» QUOTED PASSAGE:
Studio album by the Quireboys
- Released: 16 June 2014
- Recorded: 2013–2014
- Studio: The Ecology Room
- Genre: Rock; blues rock;
- Label: Off Yer Rocka

The Quireboys chronology
| Beautiful Curse (2013) | Black Eyed Sons (2014) | St. Cecilia and the Gypsy Soul (2015) |

= Black Eyed Sons =

Black Eyed Sons is the eighth studio album by English rock band the Quireboys, released in 2014. The album was released with an unplugged live album records in Sweden and a DVD of a performance in London recorded during the Beautiful Curse tour.

==Track listing==
===Black Eyed Sons===
All songs written by Guy Griffin and Spike, except where noted.
1. Troublemaker (Black Eyed Son)
2. What Do Want from Me?
3. Julieanne
4. Double Dealin'
5. Stubborn Kinda Heart
6. Lullaby of London Town
7. The Messenger
8. You Never Can Tell
9. Mother's Ruin
10. Monte Cassino (Lady Lane) (Written by Guy Griffin, Spike, and Paul Guerin)

» WHAT THIS EXERCISE ASKS:
(a) Return the album entry's text from "Black Eyed Sons is" up to and including "Want from Me?".
(b) Summarize the album entry in two sentences.

» INFORMATION SUPPLIED:
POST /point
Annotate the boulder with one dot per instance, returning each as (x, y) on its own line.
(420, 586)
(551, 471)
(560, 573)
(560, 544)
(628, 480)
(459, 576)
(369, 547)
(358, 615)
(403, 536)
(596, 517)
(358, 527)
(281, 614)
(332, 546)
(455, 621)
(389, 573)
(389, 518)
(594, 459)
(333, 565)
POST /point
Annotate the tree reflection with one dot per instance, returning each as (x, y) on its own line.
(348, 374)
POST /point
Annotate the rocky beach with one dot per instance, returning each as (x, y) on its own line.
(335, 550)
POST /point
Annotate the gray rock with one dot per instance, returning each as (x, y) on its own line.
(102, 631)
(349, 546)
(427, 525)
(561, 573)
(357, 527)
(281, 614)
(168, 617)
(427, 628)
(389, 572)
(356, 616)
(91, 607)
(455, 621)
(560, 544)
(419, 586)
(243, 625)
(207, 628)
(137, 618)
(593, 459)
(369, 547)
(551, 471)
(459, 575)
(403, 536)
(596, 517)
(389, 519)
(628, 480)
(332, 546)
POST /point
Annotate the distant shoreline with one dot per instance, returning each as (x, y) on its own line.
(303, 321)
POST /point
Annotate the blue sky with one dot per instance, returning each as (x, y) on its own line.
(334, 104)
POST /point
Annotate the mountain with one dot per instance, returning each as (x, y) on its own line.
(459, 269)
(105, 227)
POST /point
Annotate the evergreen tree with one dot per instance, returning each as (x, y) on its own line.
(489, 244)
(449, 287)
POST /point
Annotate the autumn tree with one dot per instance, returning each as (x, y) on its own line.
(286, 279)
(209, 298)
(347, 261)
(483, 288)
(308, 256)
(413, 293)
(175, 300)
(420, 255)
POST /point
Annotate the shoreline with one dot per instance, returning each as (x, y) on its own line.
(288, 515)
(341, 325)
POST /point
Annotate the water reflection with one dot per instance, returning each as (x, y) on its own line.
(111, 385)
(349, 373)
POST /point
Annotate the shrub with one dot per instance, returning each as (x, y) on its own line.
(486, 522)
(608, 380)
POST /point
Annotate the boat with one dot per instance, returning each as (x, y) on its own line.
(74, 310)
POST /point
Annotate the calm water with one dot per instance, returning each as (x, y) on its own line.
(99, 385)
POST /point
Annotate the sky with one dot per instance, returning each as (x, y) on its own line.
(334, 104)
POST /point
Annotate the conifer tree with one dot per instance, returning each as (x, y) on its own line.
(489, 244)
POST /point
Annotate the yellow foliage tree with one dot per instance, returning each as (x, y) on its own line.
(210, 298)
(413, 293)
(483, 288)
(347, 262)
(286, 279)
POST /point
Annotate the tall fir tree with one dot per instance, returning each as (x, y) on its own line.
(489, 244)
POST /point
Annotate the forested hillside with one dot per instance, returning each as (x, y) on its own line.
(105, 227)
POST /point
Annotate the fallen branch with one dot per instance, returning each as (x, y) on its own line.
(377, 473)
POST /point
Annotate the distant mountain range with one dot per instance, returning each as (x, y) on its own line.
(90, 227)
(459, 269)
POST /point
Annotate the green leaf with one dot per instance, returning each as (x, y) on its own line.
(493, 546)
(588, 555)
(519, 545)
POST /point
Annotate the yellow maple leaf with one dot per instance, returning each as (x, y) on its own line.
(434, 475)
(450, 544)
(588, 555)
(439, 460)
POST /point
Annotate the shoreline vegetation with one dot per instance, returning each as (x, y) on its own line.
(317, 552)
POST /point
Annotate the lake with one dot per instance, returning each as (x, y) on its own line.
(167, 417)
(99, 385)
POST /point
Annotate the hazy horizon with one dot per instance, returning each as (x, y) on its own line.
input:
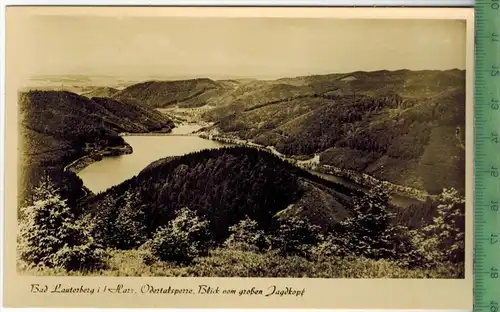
(236, 48)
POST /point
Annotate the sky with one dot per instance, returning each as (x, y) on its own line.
(183, 47)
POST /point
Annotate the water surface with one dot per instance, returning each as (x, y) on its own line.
(111, 171)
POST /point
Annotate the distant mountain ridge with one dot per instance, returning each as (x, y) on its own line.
(58, 127)
(395, 125)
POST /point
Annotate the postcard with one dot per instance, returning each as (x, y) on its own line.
(239, 157)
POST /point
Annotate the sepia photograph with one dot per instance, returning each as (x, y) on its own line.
(240, 147)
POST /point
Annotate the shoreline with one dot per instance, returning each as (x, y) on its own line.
(363, 179)
(95, 156)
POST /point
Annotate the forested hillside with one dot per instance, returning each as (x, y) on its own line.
(100, 92)
(405, 127)
(225, 185)
(185, 93)
(57, 127)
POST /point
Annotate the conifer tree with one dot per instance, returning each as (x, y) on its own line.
(246, 235)
(296, 236)
(182, 239)
(368, 231)
(130, 229)
(443, 240)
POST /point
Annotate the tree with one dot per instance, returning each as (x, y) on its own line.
(182, 239)
(130, 228)
(246, 235)
(443, 241)
(368, 231)
(296, 236)
(50, 235)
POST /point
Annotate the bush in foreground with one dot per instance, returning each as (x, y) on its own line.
(50, 235)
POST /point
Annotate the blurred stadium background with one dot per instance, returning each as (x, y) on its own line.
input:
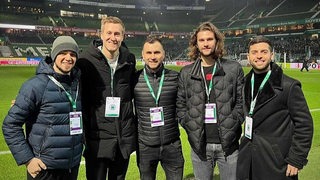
(28, 27)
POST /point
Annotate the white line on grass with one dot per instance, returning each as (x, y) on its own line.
(134, 153)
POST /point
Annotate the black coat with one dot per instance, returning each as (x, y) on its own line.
(103, 134)
(282, 129)
(169, 132)
(44, 109)
(227, 89)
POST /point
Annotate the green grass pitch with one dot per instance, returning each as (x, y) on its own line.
(11, 78)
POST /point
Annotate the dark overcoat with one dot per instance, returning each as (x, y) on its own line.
(282, 129)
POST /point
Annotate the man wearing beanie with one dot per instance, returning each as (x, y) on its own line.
(49, 106)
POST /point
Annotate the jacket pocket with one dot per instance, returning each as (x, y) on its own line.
(278, 156)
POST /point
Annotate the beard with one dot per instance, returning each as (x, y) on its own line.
(66, 72)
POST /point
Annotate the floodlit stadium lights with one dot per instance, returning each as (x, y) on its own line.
(17, 26)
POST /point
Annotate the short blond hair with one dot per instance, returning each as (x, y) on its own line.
(111, 19)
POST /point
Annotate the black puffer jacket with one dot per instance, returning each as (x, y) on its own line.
(102, 134)
(227, 87)
(154, 136)
(44, 108)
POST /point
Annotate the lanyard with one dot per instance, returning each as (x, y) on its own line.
(73, 102)
(150, 88)
(111, 76)
(253, 102)
(205, 81)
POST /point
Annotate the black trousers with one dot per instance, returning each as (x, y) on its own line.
(169, 156)
(99, 168)
(56, 174)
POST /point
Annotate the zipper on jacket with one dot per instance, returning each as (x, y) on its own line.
(43, 140)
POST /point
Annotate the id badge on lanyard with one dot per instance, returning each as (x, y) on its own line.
(112, 107)
(211, 113)
(75, 123)
(156, 116)
(248, 128)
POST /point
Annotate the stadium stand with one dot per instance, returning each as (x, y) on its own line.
(293, 25)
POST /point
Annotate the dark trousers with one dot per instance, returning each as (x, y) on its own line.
(170, 156)
(99, 168)
(56, 174)
(305, 66)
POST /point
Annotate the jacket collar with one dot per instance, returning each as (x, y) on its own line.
(196, 69)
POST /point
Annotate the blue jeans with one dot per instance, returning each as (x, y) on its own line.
(204, 170)
(170, 156)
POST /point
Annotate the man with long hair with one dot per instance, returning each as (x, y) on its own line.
(209, 104)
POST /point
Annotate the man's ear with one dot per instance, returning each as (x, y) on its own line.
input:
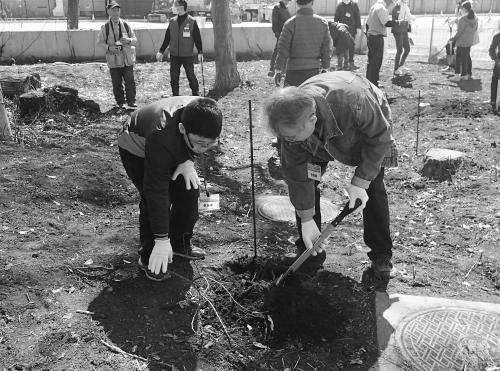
(182, 129)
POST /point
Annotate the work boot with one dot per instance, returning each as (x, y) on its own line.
(312, 263)
(183, 248)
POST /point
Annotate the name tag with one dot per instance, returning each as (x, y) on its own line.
(314, 172)
(210, 203)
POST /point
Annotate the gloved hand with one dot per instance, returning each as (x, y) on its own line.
(277, 78)
(161, 256)
(187, 170)
(310, 233)
(354, 193)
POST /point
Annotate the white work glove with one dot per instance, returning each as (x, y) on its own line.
(187, 170)
(355, 192)
(310, 233)
(161, 256)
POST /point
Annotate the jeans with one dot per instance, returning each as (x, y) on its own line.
(463, 63)
(376, 221)
(494, 83)
(175, 72)
(297, 77)
(375, 56)
(118, 75)
(183, 211)
(402, 43)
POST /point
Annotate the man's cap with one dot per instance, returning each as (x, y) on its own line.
(113, 4)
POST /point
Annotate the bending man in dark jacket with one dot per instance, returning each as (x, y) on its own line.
(494, 52)
(336, 116)
(181, 36)
(279, 17)
(157, 144)
(347, 12)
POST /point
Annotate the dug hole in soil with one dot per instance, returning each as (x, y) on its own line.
(71, 296)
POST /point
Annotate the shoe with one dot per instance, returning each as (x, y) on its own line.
(153, 277)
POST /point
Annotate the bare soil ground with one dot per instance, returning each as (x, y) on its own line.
(70, 290)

» SOLUTIONS TO THE EXERCISE:
(a)
Black Eyed Sons is the eighth studio album by English rock band the Quireboys, released in 2014. The album was released with an unplugged live album records in Sweden and a DVD of a performance in London recorded during the Beautiful Curse tour.

==Track listing==
===Black Eyed Sons===
All songs written by Guy Griffin and Spike, except where noted.
1. Troublemaker (Black Eyed Son)
2. What Do Want from Me?

(b) Black Eyed Sons is the eighth studio album by English rock band the Quireboys, released on 16 June 2014 on the Off Yer Rocka label. Its ten songs were written by Guy Griffin and Spike, with Paul Guerin also credited on "Monte Cassino (Lady Lane)," and the album came out together with an unplugged live album and a DVD of a London performance recorded during the Beautiful Curse tour.